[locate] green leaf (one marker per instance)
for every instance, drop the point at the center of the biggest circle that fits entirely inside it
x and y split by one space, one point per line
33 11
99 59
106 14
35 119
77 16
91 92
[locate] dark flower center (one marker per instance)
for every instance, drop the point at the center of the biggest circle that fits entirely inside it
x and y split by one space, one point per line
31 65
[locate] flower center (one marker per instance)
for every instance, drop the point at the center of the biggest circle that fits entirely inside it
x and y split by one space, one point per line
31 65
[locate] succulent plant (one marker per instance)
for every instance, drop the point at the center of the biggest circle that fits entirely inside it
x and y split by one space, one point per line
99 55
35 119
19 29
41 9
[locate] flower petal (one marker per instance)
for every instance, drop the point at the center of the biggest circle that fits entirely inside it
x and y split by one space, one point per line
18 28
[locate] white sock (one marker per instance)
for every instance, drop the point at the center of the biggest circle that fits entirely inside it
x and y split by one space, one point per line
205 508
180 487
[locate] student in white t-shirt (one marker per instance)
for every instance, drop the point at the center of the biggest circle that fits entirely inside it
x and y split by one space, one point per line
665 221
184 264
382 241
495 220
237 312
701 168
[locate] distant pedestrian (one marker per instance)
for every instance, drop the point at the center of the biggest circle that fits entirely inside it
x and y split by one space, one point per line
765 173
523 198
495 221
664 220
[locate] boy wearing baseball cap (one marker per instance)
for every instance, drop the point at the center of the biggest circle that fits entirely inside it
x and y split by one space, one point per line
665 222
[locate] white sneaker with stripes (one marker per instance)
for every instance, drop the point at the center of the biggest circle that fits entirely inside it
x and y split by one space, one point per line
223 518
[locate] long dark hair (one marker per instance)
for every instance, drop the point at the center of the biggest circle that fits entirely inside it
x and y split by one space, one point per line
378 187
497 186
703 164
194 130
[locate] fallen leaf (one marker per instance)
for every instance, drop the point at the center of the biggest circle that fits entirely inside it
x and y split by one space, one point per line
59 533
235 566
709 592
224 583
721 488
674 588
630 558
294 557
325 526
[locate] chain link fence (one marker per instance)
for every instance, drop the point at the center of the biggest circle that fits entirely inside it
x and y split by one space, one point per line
□ □ □ □
• _Objective_
Copy all of the rows above word for word, keeping every line in the same order.

• _Response to this task_
[locate] green leaf (one marker per instance)
for every instance, drop the point at the center of the biggest circle that fits entirely inside it
x and y split by one space, one point per line
33 11
99 59
106 14
35 119
77 16
91 92
[locate] dark flower center (one marker per instance)
for every instance, drop the point at the center of the biggest circle that fits entirely inside it
x and y split by one space, one point per line
31 65
[locate] flower center (one marker per instance)
for every instance, drop the point at the center of the biggest circle that fits entirely inside it
x and y split by one space, one point per line
31 65
[locate] succulent plant (one marker per instance)
for every instance, drop the point at the center of the biggest circle that fits entirely inside it
x and y split by one space, one point per line
99 55
35 119
19 29
41 9
[locate] flower petal (one marker per instance)
for every instance, drop the point at the center of the biggest circle that fits entirely inside it
x and y split by one space, one point per line
18 28
[locate] white sock (one marker per instance)
for every instance, drop the point at the center of the biggest circle that fits entirely inside it
x and y split by one space, one point per line
205 508
180 487
[locate] student in white t-shirt (one marker per instance)
for every instance, drop the point at the center of the biggest circle that fits entirely inside it
x and y split by one space, one point per line
665 221
184 264
382 241
495 220
237 312
701 168
[locate] distant pedestrian (one marker per instance)
for every instance, drop the point at the center of the biggest circle that fits entirely inside it
x and y split by one space, one point per line
765 173
523 198
495 221
664 220
[locate] boy wearing baseball cap (one marker per instance)
for every instance, drop the point at the center of the biggest circle that fits entirely inside it
x and y split by one space, one point per line
665 222
[locate] white sneaker with stripes (one marker per instance)
for every instance, drop the point at the center of the biggest circle that fits entirely inside it
x and y split by one space, one point per line
223 518
[locate] long dark hair (one marker per instance)
for every instance, drop the point at the center of the biggest circle that fits entirely inside it
x and y split by one space, one point per line
378 187
497 186
703 164
194 130
[locate] fallen leaf (one marker per instance)
for every instance, drop the point at the center of the biggest circle that fits entirely inside it
x and y split by one space, one point per line
59 533
235 566
709 592
224 583
721 488
674 588
630 558
294 557
325 526
[locate] chain link fence (one marker per instance)
for every instance, drop the point at the center of the biggest circle that fits entirely inside it
x and y split by one space, one point per line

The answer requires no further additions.